* start *
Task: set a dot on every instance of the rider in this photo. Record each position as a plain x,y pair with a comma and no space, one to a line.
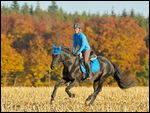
80,39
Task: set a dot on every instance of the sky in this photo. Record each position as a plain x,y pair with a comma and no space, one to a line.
141,7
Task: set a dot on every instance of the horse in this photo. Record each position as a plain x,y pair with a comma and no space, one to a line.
72,73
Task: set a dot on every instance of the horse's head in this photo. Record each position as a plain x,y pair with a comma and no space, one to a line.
56,56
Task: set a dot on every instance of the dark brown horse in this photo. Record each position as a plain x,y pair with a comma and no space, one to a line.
72,73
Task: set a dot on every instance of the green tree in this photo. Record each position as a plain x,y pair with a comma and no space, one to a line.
53,7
* end *
Goal>
Turn the data, starting at the line that contains "Task: set a dot on every instance of the green" and ending with the last line of the data, into a Markdown table with the columns Row and Data line, skipping any blank lines.

The solution>
| Row | Data line |
|---|---|
| 1 | Task: set a dot on every instance of the green tree in this photo. Record each position as a plain x,y pair with a comma and no space, one to a line. |
| 2 | 53,7 |